Selection:
(begin)
Chemistry

Corresponding Member of the USSR Academy of Sciences O. A. REUTOV and A. N. LOVTSOVA

A NEW METHOD FOR THE SYNTHESIS OF TRICHLOROMETHYL ORGANOMERCURY COMPOUNDS

Several methods are known for the synthesis of organomercury compounds based on the use of carbenes—short-lived compounds of divalent carbon.

Thus, for example, methylene, generated from diazomethane, inserts into the mercury—halide bond with the formation of halomethyl organomercury compounds \((^{1,2})\). Diphenylcarbene, generated from diphenyldiazomethane, reacts analogously \((^1)\). In the synthesis of organomercury compounds by the reaction of hydrazones, aldehydes, and ketones with mercuric acetate \((^{3,4})\), carbenes apparently also participate.

We have found \((^5)\) that dichlorocarbene, formed by the action of potassium tert-butoxide on chloroform, is also capable of inserting into the mercury—chlorine bond with the formation of trichloromethyl organomercury compounds*. The present article describes a method, developed on the basis of this reaction, for the synthesis of trichloromethyl organomercury compounds:

\[ \mathrm{R—Hg—Cl + :CCl_2 \to R—Hg—CCl_3.} \]

The reaction of dichlorocarbene was carried out with sublimate \((\mathrm{R = Cl})\), phenylmercuric chloride, \(n\)-nitrophenylmercuric chloride, \(n\)-methoxyphenylmercuric chloride, \(n\)-dimethylaminophenylmercuric chloride, \(\beta\)-naphthylmercuric chloride, trans-\(\beta\)-chlorovinylmercuric chloride, and cis-\(\beta\)-chlorovinylmercuric chloride.

The yields and certain properties of the trichloromethyl organomercury compounds obtained are given in Table 1.

Table 1

* See also the shortly subsequent brief communication by G. A. Razuvaev \((^6)\) on the synthesis of \(\mathrm{CCl_3HgCl}\) and \(\mathrm{C_6H_5HgCCl_3}\) by the reaction of sublimate and phenylmercuric chloride with the sodium salt of trichloroacetic acid.
(end)
Dataset records:
(begin)
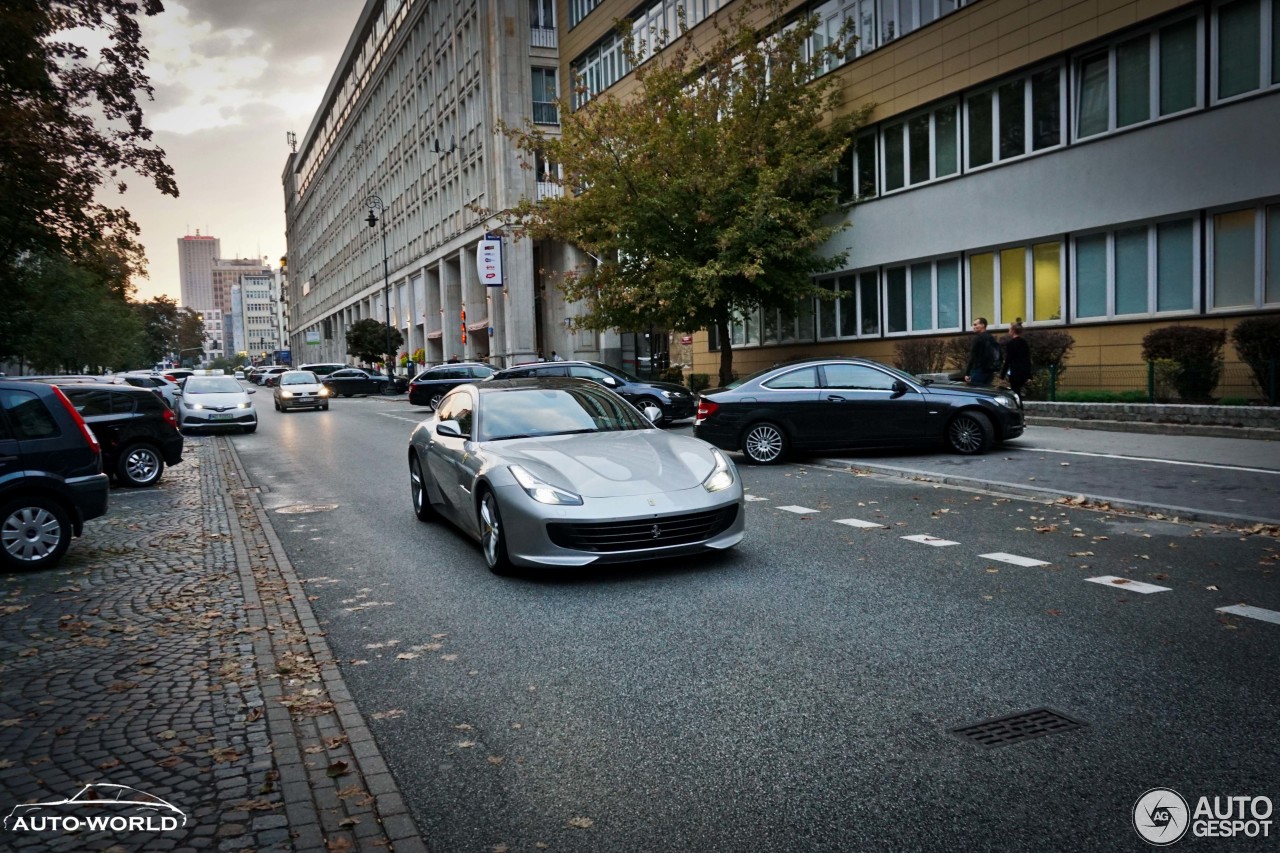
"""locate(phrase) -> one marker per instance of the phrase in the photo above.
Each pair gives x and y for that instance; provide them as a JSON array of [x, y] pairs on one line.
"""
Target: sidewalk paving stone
(end)
(begin)
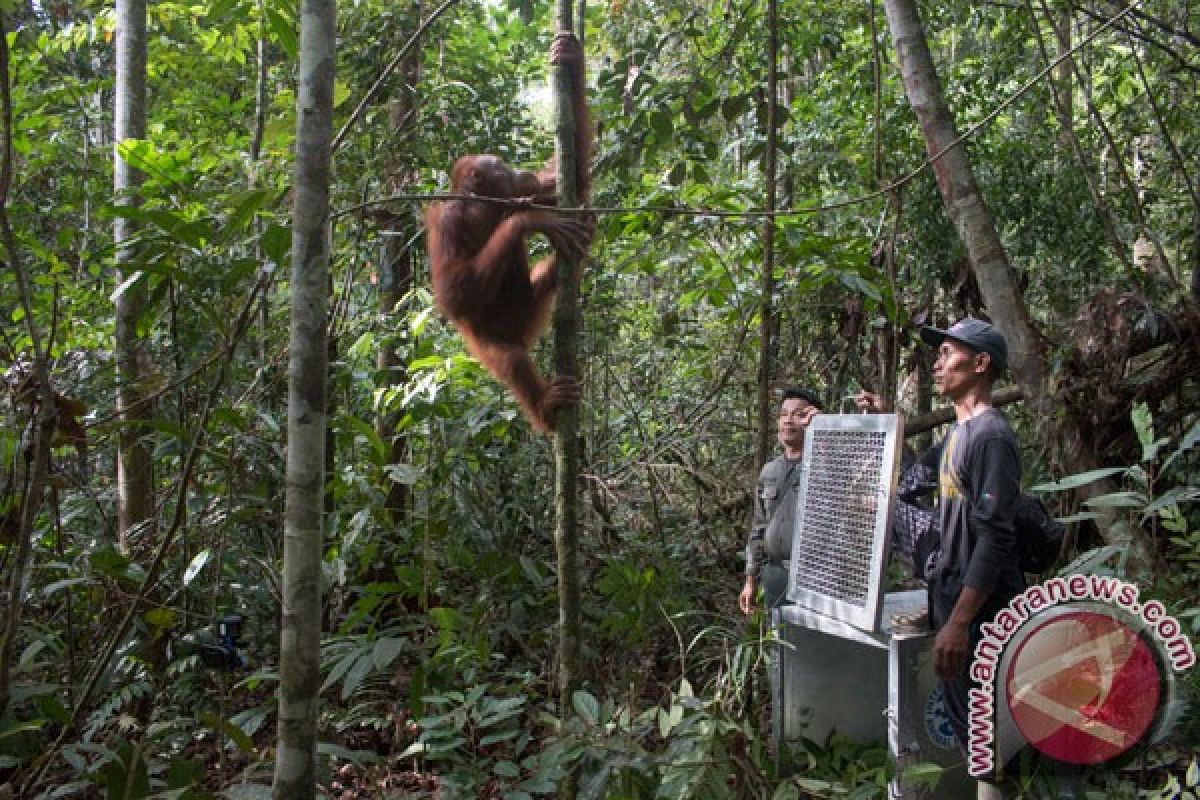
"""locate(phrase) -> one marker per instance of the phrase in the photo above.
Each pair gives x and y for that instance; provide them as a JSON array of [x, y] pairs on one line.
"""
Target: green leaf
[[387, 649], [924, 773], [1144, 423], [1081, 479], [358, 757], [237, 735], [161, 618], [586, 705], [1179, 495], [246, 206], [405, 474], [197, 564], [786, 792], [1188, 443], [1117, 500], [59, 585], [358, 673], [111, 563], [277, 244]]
(end)
Tasks:
(1) Translate this sentence from the article on trichloromethyl organomercury compounds into French: "Several methods are known for the synthesis of organomercury compounds based on the use of carbenes—short-lived compounds of divalent carbon."
(2) Decide whether each statement agrees with the article on trichloromethyl organomercury compounds. Answer yes or no and quote the words from the article that settle it.
(a) The authors formed dichlorocarbene by the action of potassium tert-butoxide on chloroform.
(b) Diphenylcarbene is generated from diazomethane.
(c) The yields of the trichloromethyl organomercury compounds obtained are given in Table 2.
(3) Carry on the article on trichloromethyl organomercury compounds, starting after its last sentence.

Responses to the tasks:
(1) Plusieurs méthodes sont connues pour la synthèse de composés organomercuriels fondées sur l'utilisation de carbènes — composés à courte durée de vie du carbone divalent.

(2)
(a) Yes: "dichlorocarbene, formed by the action of potassium tert-butoxide on chloroform"
(b) No: "Diphenylcarbene, generated from diphenyldiazomethane"
(c) No: "are given in Table 1"

(3)
The presence of the CCl₃ group in the substances was proved by decomposition of the substance with hydrochloric acid and by the color reaction for the chloroform formed*.

cis- and trans-β-chlorovinyltrichloromethylmercury liberate acetylene on heating; in reaction with bromine both substances give CCl₃HgBr:

\[ \mathrm{ClCH{=}CH{-}Hg{-}CCl_3 \xrightarrow{Br_2} CCl_3HgBr + [ClCH{=}CHBr]^{**}.} \]

On the action of chlorine on trans-β-chlorovinyltrichloromethylmercury, trichloromethylmercuric chloride is formed:

\[ \mathrm{trans\text{-}ClCH{=}CH{-}Hg{-}CCl_3 \xrightarrow{Cl_2} CCl_3HgCl + [ClCH{=}CHCl]^{**}.} \]

Phenyltrichloromethylmercury is converted by the action of bromine into phenylmercuric bromide:

\[ \mathrm{C_6H_5HgCCl_3 \xrightarrow{Br_2} C_6H_5HgBr + [CCl_3Br]^{**}.} \]

All compounds of the type R—Hg—CCl₃, where R is an aromatic radical, decompose on heating in alcohol according to the scheme:

\[ \mathrm{2R{-}Hg{-}CCl_3 \rightarrow 2R{-}Hg{-}Cl + [CCl_2{=}CCl_2]^{**}.} \]

Dibromocarbene, formed by the action of potassium tert-butylate on bromoform, is also capable of insertion into the mercury—halogen bond. Thus, phenylmercuric bromide gives phenyltribromomethylmercury in 41% yield and m.p. 98–99° (with decomposition).

\[ \mathrm{C_6H_5HgBr + :CBr_2 \rightarrow C_6H_5HgCBr_3.} \]

The reaction of insertion of dihalocarbenes into metal—halogen bonds apparently has a fairly general character; it proved applicable to compounds of antimony, copper, cobalt, and some other metals.

Experimental Part

Preparation of trichloromethylmercuric chloride CCl₃HgCl. To a suspension of 15 g (0.055 mole) of sublimate in 90 ml of abs. benzene were added 8 ml (0.1 mole) of abs. chloroform and, with stirring and cooling with water, dry potassium tert-butylate prepared from 4 g (0.1 g-atom) of potassium. After the addition of butylate was complete, the reaction mixture was stirred for 30 min, poured into water, the benzene layer was separated and dried, and the benzene was evaporated. The residue was washed with petroleum ether. 0.4 g of trichloromethylmercuric chloride was obtained (2% of theory). M.p. 178–180° (from alcohol). Literature data: m.p. 173° (7).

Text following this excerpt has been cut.